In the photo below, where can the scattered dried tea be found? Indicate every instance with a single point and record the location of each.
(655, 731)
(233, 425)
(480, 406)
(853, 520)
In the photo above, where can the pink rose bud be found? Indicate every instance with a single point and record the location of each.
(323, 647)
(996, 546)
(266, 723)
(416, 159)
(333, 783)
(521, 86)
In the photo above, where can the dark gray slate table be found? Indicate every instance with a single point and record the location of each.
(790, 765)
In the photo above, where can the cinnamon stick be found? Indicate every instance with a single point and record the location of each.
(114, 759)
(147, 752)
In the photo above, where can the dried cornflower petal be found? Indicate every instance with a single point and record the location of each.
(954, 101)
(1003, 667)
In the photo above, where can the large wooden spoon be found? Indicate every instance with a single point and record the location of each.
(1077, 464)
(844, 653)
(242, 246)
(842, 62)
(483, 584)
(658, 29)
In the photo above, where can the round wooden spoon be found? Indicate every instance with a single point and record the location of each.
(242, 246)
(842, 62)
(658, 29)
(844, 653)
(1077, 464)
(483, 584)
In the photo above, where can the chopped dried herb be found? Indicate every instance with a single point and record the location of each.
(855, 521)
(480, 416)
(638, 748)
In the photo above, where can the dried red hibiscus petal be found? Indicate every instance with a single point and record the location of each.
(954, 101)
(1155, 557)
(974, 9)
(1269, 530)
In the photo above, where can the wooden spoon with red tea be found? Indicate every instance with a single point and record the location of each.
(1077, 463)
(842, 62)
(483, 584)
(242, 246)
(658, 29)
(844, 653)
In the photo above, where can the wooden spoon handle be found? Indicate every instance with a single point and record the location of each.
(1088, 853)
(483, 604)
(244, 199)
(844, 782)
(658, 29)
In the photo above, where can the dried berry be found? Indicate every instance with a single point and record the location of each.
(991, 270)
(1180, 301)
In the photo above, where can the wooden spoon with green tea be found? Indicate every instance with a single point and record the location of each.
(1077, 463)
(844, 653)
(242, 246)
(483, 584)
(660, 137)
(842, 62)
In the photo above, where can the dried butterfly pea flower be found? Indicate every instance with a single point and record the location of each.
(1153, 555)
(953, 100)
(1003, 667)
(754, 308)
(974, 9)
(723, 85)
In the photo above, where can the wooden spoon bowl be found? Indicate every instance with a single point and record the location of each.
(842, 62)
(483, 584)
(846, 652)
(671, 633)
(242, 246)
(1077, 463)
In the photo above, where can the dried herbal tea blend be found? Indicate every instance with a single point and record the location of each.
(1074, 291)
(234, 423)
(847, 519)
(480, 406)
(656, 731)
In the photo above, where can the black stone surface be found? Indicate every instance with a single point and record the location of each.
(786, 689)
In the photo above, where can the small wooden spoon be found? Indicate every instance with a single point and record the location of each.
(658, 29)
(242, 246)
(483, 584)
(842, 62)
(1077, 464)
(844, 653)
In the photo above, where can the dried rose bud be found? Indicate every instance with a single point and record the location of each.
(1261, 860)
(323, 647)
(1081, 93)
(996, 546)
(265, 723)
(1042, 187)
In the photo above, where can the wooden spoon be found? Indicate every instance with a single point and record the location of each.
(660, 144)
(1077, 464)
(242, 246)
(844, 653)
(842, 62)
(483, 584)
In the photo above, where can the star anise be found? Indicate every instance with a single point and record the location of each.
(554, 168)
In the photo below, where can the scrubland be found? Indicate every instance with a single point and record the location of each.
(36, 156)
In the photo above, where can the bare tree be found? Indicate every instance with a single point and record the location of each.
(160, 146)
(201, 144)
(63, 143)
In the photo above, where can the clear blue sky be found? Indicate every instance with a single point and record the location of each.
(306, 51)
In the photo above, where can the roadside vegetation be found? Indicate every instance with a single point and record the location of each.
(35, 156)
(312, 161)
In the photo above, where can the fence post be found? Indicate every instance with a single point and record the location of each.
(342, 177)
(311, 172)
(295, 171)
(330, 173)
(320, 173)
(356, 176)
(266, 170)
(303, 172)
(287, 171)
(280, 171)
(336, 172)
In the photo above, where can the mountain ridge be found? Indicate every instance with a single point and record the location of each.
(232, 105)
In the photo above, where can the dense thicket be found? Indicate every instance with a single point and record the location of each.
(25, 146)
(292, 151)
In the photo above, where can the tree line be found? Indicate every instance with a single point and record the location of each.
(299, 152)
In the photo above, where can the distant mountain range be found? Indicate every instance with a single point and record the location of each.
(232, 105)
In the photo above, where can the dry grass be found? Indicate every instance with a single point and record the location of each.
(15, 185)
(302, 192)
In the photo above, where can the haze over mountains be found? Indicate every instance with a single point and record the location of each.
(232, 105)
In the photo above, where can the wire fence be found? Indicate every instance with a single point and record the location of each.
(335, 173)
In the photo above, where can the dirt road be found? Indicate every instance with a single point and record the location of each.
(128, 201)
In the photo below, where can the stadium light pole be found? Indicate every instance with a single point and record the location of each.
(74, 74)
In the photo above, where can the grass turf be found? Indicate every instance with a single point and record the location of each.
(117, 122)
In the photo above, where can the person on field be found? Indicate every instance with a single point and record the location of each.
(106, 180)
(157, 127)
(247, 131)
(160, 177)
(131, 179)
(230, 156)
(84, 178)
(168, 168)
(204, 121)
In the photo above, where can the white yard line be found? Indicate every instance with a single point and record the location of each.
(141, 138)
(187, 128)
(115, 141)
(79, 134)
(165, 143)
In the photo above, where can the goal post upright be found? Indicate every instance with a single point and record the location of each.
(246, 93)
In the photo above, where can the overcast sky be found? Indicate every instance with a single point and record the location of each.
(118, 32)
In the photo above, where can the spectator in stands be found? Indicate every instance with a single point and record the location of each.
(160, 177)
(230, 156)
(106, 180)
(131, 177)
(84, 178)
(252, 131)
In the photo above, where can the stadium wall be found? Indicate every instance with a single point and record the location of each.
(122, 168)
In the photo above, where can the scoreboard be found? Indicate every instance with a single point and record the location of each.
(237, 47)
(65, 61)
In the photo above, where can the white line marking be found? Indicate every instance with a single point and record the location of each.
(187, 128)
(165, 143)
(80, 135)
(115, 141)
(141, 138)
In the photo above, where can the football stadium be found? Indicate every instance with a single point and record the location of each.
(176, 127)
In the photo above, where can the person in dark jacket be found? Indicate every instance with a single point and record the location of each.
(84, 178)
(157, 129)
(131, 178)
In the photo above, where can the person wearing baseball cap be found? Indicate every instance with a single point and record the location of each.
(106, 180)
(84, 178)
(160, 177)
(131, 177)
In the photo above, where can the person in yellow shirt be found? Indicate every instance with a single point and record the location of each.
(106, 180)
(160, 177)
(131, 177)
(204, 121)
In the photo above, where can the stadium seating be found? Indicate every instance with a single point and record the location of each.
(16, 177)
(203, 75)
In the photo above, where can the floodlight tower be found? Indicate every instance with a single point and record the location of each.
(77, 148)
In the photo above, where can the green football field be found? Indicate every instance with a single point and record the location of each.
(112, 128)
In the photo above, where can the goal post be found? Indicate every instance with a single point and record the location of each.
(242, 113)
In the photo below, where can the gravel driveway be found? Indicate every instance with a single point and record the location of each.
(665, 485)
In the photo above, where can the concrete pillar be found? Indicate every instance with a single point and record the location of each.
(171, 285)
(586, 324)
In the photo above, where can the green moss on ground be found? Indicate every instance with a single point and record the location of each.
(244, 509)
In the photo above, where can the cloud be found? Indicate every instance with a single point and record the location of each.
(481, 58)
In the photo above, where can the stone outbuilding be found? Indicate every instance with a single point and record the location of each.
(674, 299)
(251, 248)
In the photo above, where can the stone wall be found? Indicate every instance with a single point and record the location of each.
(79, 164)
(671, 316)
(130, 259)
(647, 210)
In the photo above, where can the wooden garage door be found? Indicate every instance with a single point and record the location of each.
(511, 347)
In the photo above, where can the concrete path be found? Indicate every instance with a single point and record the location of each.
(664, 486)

• Task description
Transcribe the whole listing word for word.

• Finished exercise
In the photo below, where can the scattered dried tea be found? Indicate every instance with a single point and record the location of each.
(655, 731)
(233, 425)
(480, 406)
(853, 520)
In the photo above, where can the pink rose bud be found? Indicate every instance with a single point and record the location of each.
(323, 647)
(996, 546)
(266, 723)
(416, 159)
(333, 783)
(521, 86)
In the photo above, where can the dark gray slate table be found? Indicate every instance with a single point and record the location of each.
(790, 765)
In the photo above, where can the cinnamon stick be found? Indicate every instance with a single point and record the location of each.
(114, 759)
(147, 752)
In the photo above, where can the dried cornflower petal be found? Indicate every instance with a single point and record the location of each.
(954, 101)
(1003, 667)
In the photo above, where can the large wooden spoon be found? Indicate every instance with a single point and record the location of each.
(1077, 464)
(844, 653)
(242, 246)
(842, 62)
(483, 584)
(658, 29)
In the photo above, where can the round wooden spoon be found? Indicate every instance with a single point and record the location of each.
(242, 246)
(842, 62)
(658, 29)
(844, 653)
(1077, 464)
(483, 584)
In the photo above, where can the chopped dried herb be found? Indicate every instance with a single point and record the location of each.
(855, 521)
(480, 416)
(638, 748)
In the photo above, where can the dried red hibiscus petal be found? Indicate every instance with a single point and record the location of each.
(954, 101)
(1155, 557)
(974, 9)
(1269, 530)
In the photo above, where can the wooden spoon with red tea be found? Indicate every instance with a single point and record the location of each.
(1077, 463)
(842, 62)
(483, 584)
(242, 246)
(658, 29)
(844, 653)
In the photo above, where can the wooden spoon handle be found? Indicate every instance with a single point and record the location of each.
(1088, 853)
(483, 604)
(244, 199)
(844, 782)
(658, 29)
In the photo above, where can the dried berry be found? Indicate every instance with a single point and record the location of each.
(991, 270)
(1180, 301)
In the photo above, where can the wooden spoon with green tea be found? Indicate every instance with a single point and record the location of each.
(1077, 463)
(844, 653)
(242, 246)
(483, 584)
(660, 137)
(842, 62)
In the photo above, where can the dried butterfly pea flower be found? Indicate every instance with a single point and record the location of each.
(1153, 555)
(953, 100)
(1003, 667)
(754, 308)
(974, 9)
(723, 85)
In the photo above, where can the wooden spoon bowl be found? Indicate every instance with a single point and record the location of each.
(842, 62)
(483, 584)
(846, 652)
(671, 633)
(242, 246)
(1077, 463)
In the photo above, where can the dried herbal tea blend be found? Indicate every instance with a single point and record the location of each.
(1074, 291)
(234, 423)
(847, 519)
(480, 406)
(656, 731)
In the photo above, where can the black stone surface be found? Indicate every instance with a single point and record the location of each.
(786, 689)
In the photo above, where can the small wooden spoon be found? Indicate every instance with a single point and record the location of each.
(658, 29)
(242, 246)
(483, 584)
(842, 62)
(1077, 464)
(844, 653)
In the photo above, where can the dried rose bud be found? Indicate every instance with a single point and record the location of each.
(1261, 860)
(323, 647)
(1081, 93)
(996, 546)
(265, 723)
(1042, 187)
In the photo above, where can the wooden spoon be found? Indicate every instance with a single point and record the location of each.
(660, 144)
(1077, 464)
(242, 246)
(844, 653)
(842, 62)
(483, 584)
In the photo above, where can the star anise be found? Indicate every instance with a single point and record the location of each.
(554, 168)
In the photo below, where can the scrubland be found? Indicate every instance with a single point and record the location of each.
(36, 156)
In the photo above, where can the bare tree be found? Indicate every instance with a single point and record the location of each.
(160, 146)
(201, 144)
(63, 143)
In the photo above, where can the clear blue sky be found? Indicate every instance with a single point and record the location of each.
(306, 51)
In the photo above, where can the roadside vegetation be found? Indicate every instance with a single point and record the location of each.
(35, 156)
(312, 161)
In the photo above, where can the fence post be found? Indicate every instance with a single point and record the location of each.
(342, 177)
(311, 172)
(295, 171)
(330, 173)
(320, 173)
(356, 176)
(266, 170)
(303, 172)
(287, 171)
(280, 171)
(336, 172)
In the photo above, where can the mountain ridge be found? Indicate every instance with a single point and record the location of each.
(232, 105)
In the photo above, where can the dense thicket be found? Indicate every instance with a single point and record the location of each.
(25, 146)
(292, 151)
In the photo above, where can the tree line be found? Indicate every instance with a single point and record the location of each.
(299, 152)
In the photo above, where can the distant mountain range be found? Indicate every instance with a single point and record the location of each.
(232, 105)
In the photo above, where can the dry grass be found? Indicate every instance with a single point and record the location of each.
(15, 185)
(302, 192)
In the photo above, where can the haze over mountains be found? Indicate every instance with a single point and record the location of each.
(232, 105)
In the photo above, where can the wire fence be found? Indicate every instance with a single point and record the location of each.
(335, 173)
In the photo above, where can the dirt road be found? Indicate every instance with a single point and record the location of each.
(128, 201)
In the photo below, where can the stadium light pole be found? Indicate every instance with a single point and record the location of each.
(74, 74)
In the photo above, where can the grass turf be found? Indicate every instance with a single point and record the location of each.
(117, 122)
In the photo above, where can the person on field be found? Indicate every instance with a single point and record the location of each.
(106, 180)
(157, 127)
(247, 131)
(160, 177)
(131, 179)
(230, 156)
(84, 178)
(168, 168)
(204, 121)
In the photo above, where can the white yard line be found? Indicate every instance with a single point and record the location of each.
(141, 138)
(187, 128)
(115, 141)
(79, 134)
(165, 143)
In the photo above, where can the goal post upright be found? Indicate every instance with a single point and record the location of each.
(246, 93)
In the photo above, where can the overcast sky be found? Indicate every instance with a single point and record the location of each.
(118, 32)
In the photo above, where can the spectator in stands be found? Indicate every instance with a single point and record the location of each.
(160, 177)
(230, 156)
(106, 180)
(131, 177)
(84, 178)
(252, 131)
In the photo above, where can the stadium wall be found? Indicate every instance with a single point and record the location of each.
(122, 168)
In the photo above, where can the scoreboard be found? Indicate every instance with a single point and record the location of each.
(237, 47)
(65, 61)
In the photo above, where can the white line marking be found? Indicate every instance with a single point and record the location of each.
(187, 128)
(165, 143)
(80, 135)
(115, 141)
(141, 138)
In the photo above, where can the football stadium be found? Indicate every instance with a single point and record the location of each.
(176, 127)
In the photo above, where can the person in dark jacket be found? Indicate every instance with a single point and record the location of each.
(84, 178)
(157, 129)
(131, 178)
In the photo above, where can the person wearing baseball cap be found? Indicate every instance with a single point and record the location of each.
(106, 180)
(84, 178)
(160, 177)
(131, 177)
In the photo above, where can the person in yellow shirt be found? Indicate every instance with a single point and record the location of each.
(106, 180)
(160, 177)
(131, 177)
(204, 121)
In the photo above, where can the stadium seating be found? Indicate every instance with a single point and record the location of each.
(16, 177)
(203, 75)
In the photo above, where can the floodlight tower be found? Indicate every instance with a single point and record the location of each.
(77, 148)
In the photo above, where can the green football field be found? Indicate every instance with a single point and record the location of each.
(112, 128)
In the photo above, where can the goal post be found? Indicate every instance with a single point and record the location of each.
(242, 113)
In the photo below, where can the gravel driveway be found? Indicate every instance with a single point and record the location of each.
(665, 485)
In the photo above, where can the concrete pillar be found? Indicate every instance with a single point and record the location of each.
(171, 285)
(586, 324)
In the photo above, where can the green moss on ground be found? Indicate every instance with a single point and record the location of each.
(244, 509)
In the photo above, where can the cloud be found? Indicate every instance with a single point and record the location of each.
(481, 58)
In the photo above, where can the stone outbuilding be found? Indicate every instance with a single point and record the location of each.
(674, 299)
(251, 248)
In the photo above, where can the stone wall be found? Indicate every instance with a single point and record the location of each.
(79, 164)
(671, 316)
(130, 259)
(647, 210)
In the photo above, where can the wooden garage door be found? Indicate every instance with a single point and record the location of each.
(511, 347)
In the photo above, where can the concrete path be found? Indicate every instance with a single point and record the location of each.
(664, 486)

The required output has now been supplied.